** PROBLEM REQUIREMENTS **
Answer these questions from the article on the Coppell drug awareness seminar:
1. On what date was the seminar held?
2. How many enforcement groups in Dallas is Bond in charge of?
3. What does Bond name as the biggest threat to anyone in the room?

** SOURCE PASSAGE **
By Summer Crawford
News Editor
@summercrawfordd
Heroin, cocaine, marijuana, methamphetamines, ecstasy, hydrocodone: these are all drugs that have become norms for society members to abuse. Not only are these drugs affecting high school students, but they are also targeting college students.
Coppell is no exception to this drug plague. As a result of a seminar held last spring, Assistant Special Agent Calvin Bond in the Dallas Field Division lead a drug awareness seminar on Oct. 28. Bond is in charge of four enforcement groups in Dallas that are made up of police officers and Drug Enforcement Agency members. This event was brought to the community by the Coppell Independent School District, City of Coppell and the DEA in order to inform both students and parents of drug use, abuse and its consequences.
“We want to make sure that the students have the armor that they need to fend off and deal with issues that might be related to drugs and alcohol,” Assistant Superintendent Brad Hunt said. “It’s really important that at first we have an awareness and an understanding of what is going, and a realization that talking about drugs and alcohol is the first step to helping us empower ourselves with how to deal with it. If one student, one family, is affected by drugs and alcohol, then yes, we have a drug and alcohol problem in our community.”
Bond discussed not only a large variety of popular drugs being trafficked throughout Texas and supplied to teenagers, but also informed parents of the most common diversion methods. These methods include prescription forgeries, internet pharmacies, “doctor shopping,” pharmacy thefts and adolescents stealing prescription drugs from household medicine cabinets. According to Bond, the biggest threat to anyone in the room is prescription drugs.
A big issue that was stressed upon was the age at which students are affected by drugs for the first time.

** ENTRIES SHOWN **
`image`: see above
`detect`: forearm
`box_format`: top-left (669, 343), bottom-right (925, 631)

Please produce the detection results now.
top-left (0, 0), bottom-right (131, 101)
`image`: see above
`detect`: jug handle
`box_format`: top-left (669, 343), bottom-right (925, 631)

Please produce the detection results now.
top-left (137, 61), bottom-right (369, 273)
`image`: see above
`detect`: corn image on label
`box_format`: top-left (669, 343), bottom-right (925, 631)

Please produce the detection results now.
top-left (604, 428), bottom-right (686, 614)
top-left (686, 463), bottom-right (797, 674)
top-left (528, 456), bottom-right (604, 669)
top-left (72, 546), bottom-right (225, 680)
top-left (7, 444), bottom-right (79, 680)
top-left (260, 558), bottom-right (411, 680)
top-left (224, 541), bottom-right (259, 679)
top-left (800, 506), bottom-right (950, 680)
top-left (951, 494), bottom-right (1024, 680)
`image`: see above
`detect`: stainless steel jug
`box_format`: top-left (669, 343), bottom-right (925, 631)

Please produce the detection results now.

** ANSWER TO THIS TASK **
1. Oct. 28
2. Four
3. Prescription drugs